──────── TEXT BLOCK

Set up ‘Citizens Who Can Pay’ database
Dear Editor,
Social welfare was originally designed by governments within various countries to provide some form of financial assistance or bridge to the less fortunate citizens, in order to allow them to be able to have access to fundamental and essential services such as health care and education.
However, unscrupulous wealthy and bourgeois persons — such as those in Jamaica — have been bombarding these social welfares for decades, in an effort to satisfy their insatiable appetite of stocking up their wealth at the expense of the poor and vulnerable. This simultaneously defeats the true purpose of those social welfare programmes, which is to locate and assist the poor and vulnerable of society; since those who can more than afford to pay are continually taking up the limited space available for the less fortunate.
After reading someone’s Facebook post on “user fee”, a thought suddenly came to my head about how we can alleviate the problem of this Government not being able to pay for the free health care and tuition fee for the less fortunate. Since every citizen in Jamaica has a national ID/passport/driver’s licence and a Taxpayer Registration Number (TRN), then the Government should enact a law to facilitate the creation of a ‘Citizens Who Can or Cannot Pay (CWCCP)’ database to collect and securely store wealth information on every citizen in Jamaica.

────────────────

WHAT IS NEEDED: Reproduce the part of the letter on the citizens database from "After reading someone’s" to "citizen in Jamaica.", word for word.

──────── DATASET EXTRACT

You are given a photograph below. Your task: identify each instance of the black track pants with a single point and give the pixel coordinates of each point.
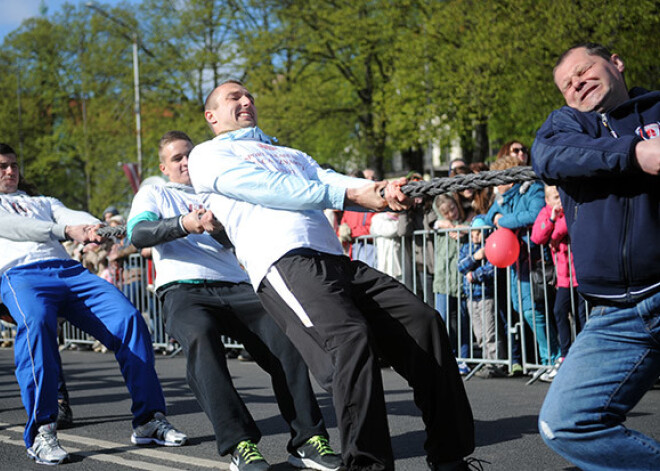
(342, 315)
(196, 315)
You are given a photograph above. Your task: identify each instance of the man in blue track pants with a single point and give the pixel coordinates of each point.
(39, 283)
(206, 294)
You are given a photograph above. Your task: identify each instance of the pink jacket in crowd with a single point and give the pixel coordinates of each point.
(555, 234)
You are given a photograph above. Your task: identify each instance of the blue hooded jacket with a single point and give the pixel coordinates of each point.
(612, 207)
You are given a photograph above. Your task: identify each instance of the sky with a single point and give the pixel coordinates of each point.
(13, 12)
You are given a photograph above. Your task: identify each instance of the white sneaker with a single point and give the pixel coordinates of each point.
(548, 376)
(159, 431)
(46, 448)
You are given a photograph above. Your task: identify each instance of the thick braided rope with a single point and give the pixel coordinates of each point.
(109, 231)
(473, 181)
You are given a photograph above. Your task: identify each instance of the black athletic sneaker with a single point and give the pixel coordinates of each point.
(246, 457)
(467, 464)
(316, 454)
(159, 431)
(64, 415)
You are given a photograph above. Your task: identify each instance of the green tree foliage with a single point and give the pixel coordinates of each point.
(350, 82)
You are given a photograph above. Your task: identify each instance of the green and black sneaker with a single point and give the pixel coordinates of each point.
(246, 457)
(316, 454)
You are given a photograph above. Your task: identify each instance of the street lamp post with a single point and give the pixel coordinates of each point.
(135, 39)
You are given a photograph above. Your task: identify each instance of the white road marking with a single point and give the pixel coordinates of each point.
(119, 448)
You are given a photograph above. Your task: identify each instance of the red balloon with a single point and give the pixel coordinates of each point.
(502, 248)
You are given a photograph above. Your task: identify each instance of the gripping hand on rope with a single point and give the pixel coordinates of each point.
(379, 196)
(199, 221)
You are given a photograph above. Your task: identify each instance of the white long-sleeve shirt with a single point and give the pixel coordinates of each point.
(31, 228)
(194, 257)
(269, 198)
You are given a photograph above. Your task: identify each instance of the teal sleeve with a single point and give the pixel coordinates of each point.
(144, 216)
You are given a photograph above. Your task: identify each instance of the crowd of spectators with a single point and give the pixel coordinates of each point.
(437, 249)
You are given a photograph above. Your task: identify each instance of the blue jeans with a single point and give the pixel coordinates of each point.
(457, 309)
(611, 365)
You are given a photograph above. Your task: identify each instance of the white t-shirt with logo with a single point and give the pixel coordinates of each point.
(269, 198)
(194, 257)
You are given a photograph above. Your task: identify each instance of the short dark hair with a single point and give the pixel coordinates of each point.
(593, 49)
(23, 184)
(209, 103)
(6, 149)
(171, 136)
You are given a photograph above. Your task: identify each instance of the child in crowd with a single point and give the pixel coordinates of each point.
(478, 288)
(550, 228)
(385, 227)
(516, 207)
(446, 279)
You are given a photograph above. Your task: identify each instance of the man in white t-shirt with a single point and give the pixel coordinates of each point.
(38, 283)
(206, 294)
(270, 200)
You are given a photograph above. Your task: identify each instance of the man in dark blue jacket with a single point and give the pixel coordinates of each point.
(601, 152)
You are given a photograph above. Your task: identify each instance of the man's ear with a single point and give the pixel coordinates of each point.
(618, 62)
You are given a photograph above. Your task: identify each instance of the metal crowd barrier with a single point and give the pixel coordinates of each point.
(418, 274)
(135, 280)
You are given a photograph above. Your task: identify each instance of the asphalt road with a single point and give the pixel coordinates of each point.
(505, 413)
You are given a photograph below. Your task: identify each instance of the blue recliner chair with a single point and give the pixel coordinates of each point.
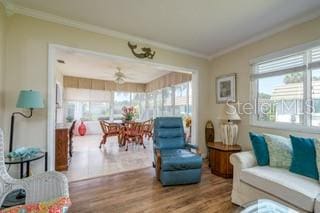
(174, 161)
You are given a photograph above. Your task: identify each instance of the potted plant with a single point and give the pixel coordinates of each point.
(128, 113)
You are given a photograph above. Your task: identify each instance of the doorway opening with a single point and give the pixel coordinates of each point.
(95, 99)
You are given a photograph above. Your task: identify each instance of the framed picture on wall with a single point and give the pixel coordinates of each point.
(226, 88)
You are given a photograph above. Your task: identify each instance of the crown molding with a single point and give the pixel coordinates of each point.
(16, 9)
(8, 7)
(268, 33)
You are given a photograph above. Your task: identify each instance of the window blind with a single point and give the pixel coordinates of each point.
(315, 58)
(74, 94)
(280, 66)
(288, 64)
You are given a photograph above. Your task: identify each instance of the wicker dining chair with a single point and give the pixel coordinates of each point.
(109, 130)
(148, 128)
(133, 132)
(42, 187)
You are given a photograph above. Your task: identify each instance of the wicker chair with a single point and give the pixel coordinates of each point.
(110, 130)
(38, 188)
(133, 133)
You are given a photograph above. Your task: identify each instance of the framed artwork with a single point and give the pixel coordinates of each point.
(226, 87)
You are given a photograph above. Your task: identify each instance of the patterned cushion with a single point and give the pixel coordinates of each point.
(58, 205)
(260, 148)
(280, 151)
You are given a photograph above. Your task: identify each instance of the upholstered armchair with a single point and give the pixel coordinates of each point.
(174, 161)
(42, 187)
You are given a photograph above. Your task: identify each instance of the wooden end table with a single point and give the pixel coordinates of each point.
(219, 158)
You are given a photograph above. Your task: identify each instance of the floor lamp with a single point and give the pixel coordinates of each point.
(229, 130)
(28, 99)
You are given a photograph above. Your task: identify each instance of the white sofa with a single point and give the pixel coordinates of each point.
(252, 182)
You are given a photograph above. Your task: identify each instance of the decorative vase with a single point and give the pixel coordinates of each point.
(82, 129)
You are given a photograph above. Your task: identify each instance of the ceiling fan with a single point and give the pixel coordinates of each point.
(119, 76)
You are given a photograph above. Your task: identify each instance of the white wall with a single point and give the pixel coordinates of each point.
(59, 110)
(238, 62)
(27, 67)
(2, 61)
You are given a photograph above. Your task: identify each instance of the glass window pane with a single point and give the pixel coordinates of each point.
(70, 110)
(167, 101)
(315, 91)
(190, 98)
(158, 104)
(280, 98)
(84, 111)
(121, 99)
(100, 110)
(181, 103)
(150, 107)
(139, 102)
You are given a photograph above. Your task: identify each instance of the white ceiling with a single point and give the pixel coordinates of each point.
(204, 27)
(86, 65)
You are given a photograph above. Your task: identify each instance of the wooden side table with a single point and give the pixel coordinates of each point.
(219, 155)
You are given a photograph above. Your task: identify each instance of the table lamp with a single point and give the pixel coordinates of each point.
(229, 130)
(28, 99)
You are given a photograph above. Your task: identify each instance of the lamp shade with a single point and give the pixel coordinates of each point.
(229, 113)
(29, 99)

────────────────

ANSWER SPACE:
After reading someone’s Facebook post on “user fee”, a thought suddenly came to my head about how we can alleviate the problem of this Government not being able to pay for the free health care and tuition fee for the less fortunate. Since every citizen in Jamaica has a national ID/passport/driver’s licence and a Taxpayer Registration Number (TRN), then the Government should enact a law to facilitate the creation of a ‘Citizens Who Can or Cannot Pay (CWCCP)’ database to collect and securely store wealth information on every citizen in Jamaica.